[Short task] Extend the passage on Valentine's Day graphing activities for the classroom, picking up after its final sentence.

Roses are red, beans make you fart ~ I like you more than chocolate hearts! 

Precious, I know. 

I happen to like Valentine's Day. I make heart pancakes for my family in the morning and heart pizza for dinner. I give cards to family members and friends along with little gifts of chocolate or trinkets. 

Kids are no different in this respect, and in the classroom there aren't enough opportunities just to tell kids we like them, regardless of what they do or how they perform academically or behaviorally. Plus, I like to laugh with my kids, and funny Valentines poems and cards is just one of the many ways to achieve that.Two other Valentine activities I enjoy in my classroom involve graphing. The first one requires that I supply conversation hearts for my kids, whether in individual boxes or parceled out to each student from larger bags, and makes a good morning math activity. The second one uses the Valentines students receive from classmates, and is a good afternoon or day-after-Valentine's activity.

Have A Heart!

Put students in groups of 3 or 4 and hand out conversation hearts to students after they understand that they MAY NOT EAT THEM until the END of the activity. 

Hand out a Have A Heart Sheet to each student and give them time to complete it. Before they begin, you may have to review a few concepts on the sheet, such as mean, average, classify, estimate, and the correct use of quotation marks. Provide graph paper or butcher paper in order for them to complete the activities.

Graph the Love

After opening their collection of Valentine cards, kids could just shove them into their backpacks and be one their way. But it might be fun to take those cards and graph them and create a poster.

Once students have opened their cards and enjoyed some of the accompanying treats, ask your students to put the cards into groups. On a piece of chart paper, make a list of how students grouped them. Some options include grouping by color, character (i.e. Lightning McQueen, Spiderman), from a boy or girl, came with candy or without, and closed with a sticker or didn't close with a sticker.

[Excerpted records]
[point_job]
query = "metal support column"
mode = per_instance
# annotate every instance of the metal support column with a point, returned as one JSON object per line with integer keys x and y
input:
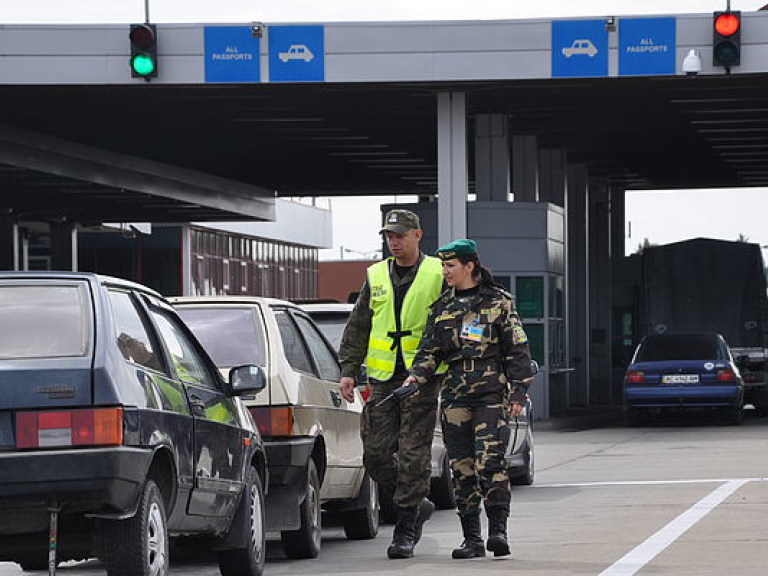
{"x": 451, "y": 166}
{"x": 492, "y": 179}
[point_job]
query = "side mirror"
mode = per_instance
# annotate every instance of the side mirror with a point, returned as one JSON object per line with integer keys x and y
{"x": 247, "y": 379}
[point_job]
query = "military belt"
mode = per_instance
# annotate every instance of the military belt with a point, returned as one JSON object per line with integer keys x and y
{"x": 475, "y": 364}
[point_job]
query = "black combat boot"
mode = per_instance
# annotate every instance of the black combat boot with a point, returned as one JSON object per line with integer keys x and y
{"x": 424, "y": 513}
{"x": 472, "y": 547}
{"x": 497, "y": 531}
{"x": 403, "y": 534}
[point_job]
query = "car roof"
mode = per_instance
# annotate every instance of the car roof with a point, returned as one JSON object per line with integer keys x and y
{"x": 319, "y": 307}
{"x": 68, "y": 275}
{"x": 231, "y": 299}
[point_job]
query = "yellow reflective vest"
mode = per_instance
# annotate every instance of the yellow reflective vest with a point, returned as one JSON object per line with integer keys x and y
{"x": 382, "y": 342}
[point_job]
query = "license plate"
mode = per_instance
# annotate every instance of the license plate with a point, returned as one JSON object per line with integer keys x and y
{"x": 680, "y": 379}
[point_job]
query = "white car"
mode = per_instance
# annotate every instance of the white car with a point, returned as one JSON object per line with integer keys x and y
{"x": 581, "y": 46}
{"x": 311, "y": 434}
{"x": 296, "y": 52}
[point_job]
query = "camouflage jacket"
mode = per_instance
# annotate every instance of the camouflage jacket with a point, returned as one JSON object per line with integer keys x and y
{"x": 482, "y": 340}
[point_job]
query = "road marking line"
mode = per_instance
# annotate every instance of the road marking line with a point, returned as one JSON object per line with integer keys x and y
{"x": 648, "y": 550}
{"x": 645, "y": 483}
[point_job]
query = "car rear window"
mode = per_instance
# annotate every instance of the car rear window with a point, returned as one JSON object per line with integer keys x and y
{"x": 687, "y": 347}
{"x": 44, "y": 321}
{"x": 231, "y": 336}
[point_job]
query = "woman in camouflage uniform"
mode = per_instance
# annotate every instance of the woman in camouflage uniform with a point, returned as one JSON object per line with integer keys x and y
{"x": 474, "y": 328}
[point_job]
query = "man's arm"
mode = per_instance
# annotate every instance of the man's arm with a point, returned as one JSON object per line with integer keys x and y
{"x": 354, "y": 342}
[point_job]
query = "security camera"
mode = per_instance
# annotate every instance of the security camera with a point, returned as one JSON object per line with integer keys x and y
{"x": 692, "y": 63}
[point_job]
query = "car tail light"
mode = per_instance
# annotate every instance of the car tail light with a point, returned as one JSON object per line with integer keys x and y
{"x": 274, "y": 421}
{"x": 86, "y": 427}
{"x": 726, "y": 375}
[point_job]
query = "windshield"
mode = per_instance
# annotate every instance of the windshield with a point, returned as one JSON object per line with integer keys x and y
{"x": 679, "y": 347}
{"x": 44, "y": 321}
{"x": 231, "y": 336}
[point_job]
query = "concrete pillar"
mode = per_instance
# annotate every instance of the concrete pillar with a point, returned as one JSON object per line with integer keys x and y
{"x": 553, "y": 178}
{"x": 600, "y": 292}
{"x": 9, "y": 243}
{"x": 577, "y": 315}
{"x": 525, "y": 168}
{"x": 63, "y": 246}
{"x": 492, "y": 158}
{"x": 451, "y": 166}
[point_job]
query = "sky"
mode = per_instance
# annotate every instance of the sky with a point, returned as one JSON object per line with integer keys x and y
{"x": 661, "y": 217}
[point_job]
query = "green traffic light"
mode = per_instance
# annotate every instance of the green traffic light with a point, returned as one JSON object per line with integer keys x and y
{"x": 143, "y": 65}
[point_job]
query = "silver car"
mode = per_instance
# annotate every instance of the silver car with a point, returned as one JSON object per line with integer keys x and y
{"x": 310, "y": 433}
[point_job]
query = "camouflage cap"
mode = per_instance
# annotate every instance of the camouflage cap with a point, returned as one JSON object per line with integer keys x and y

[Response]
Using some of their classifications, start your own Valentine graph as a model. Along the bottom, write the classifications - for example, Hannah Montana cards - and count how many cards of that type you received from your students and glue them onto your graph. Along the side, include numbers and don't forget to include a title and the date. Choose one or two more classifications on your graph, then turn the job over to your students so they can make their own.

Give students time to rearrange their cards as they would like. Provide each student with a piece of butcher paper and have them glue their groups of cards onto it for a fun graph. When they're done with their graphs, students can decorate them and share them with classmates.

While your students are completing their graphs, finish yours by using the rest of the cards you received. Hang it up in the hallway, and laminate it when you take it down. Put it up in the hallway the next year, so that kids who've left your class can find the cards they gave you. After a few years, you'll have impressive graphs and a cute display for Valentine's Day!